▶ SUPPLIED TEXT:
..............................

Maria Philippina (Marie) Bilders-van Bosse (Amsterdam, 21 February 1837 – Wiesbaden, 11 July 1900) was a painter, famous for her landscape-paintings in an early Dutch-impressionist style.

Biography 
Marie van Bosse was a daughter of Pieter Philip van Bosse (1809-1879) and Maria Johanna Reynvaan (1809-1864). Her father was a lawyer and Minister of Finance in The Netherlands for more than twenty years. Because of his work at the ministry, the family moved to The Hague. Marie van Bosse was a niece of the artist Sara Stracké-van Bosse.

At age eighteen Marie van Bosse decided that she wanted to become a painter – a rather unusual decision for a woman of that time.

She was taught in painting by the Dutch artist Hendrik van de Sande Bakhuyzen and frequently advised by Johannes Bosboom. It was Bosboom who encouraged her to exhibit her works.
From 1875 she received lessons from Johannes Warnardus Bilders (1811-1890). They married in 1880, with Bosboom and Hendrik Willem Mesdag as witnesses. She was the same age as J. W. Bilders's son, the landscape-painter Gerard Bilders, who had died in 1865. The couple settled in the rural village Oosterbeek where she painted many landscapes. After the death of her husband, she returned to The Hague.

Work 
Marie van Bosse focused mainly on landscape painting. She usually signed 'M. Bilders van Bosse'. Besides her oil paintings, she made many watercolors and drawings on paper. She frequently pictured the forests in the district Gelderland and the floodplains, but painted also in Drenthe, the adjacent Westerwolde (region) and in the surroundings of The Hague.

..............................

▶ EXERCISE INSTRUCTIONS:
1) Answer these questions using the text on Marie Bilders-van Bosse.
(a) What positions did her father hold, and for how long was he a minister?
(b) Who served as witnesses at her marriage in 1880?
(c) How did she usually sign her work?
2) Print the passage of the text on Marie Bilders-van Bosse starting at "At age eighteen" and ending at "returned to The Hague.", word for word.

▶ SUPPLIED MATERIAL:
..............................

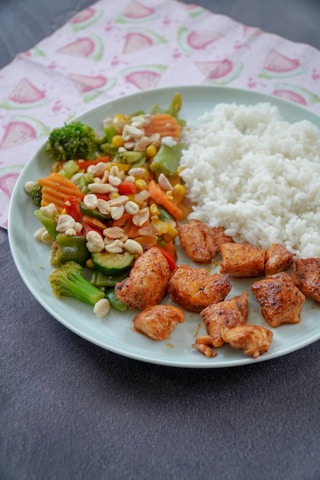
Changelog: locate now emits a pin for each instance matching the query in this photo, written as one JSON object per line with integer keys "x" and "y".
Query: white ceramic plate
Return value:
{"x": 114, "y": 332}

..............................

▶ FULL ANSWERS:
1)
(a) He was a lawyer and Minister of Finance in The Netherlands for more than twenty years.
(b) Bosboom and Hendrik Willem Mesdag.
(c) 'M. Bilders van Bosse'.

2)
At age eighteen Marie van Bosse decided that she wanted to become a painter – a rather unusual decision for a woman of that time.

She was taught in painting by the Dutch artist Hendrik van de Sande Bakhuyzen and frequently advised by Johannes Bosboom. It was Bosboom who encouraged her to exhibit her works.
From 1875 she received lessons from Johannes Warnardus Bilders (1811-1890). They married in 1880, with Bosboom and Hendrik Willem Mesdag as witnesses. She was the same age as J. W. Bilders's son, the landscape-painter Gerard Bilders, who had died in 1865. The couple settled in the rural village Oosterbeek where she painted many landscapes. After the death of her husband, she returned to The Hague.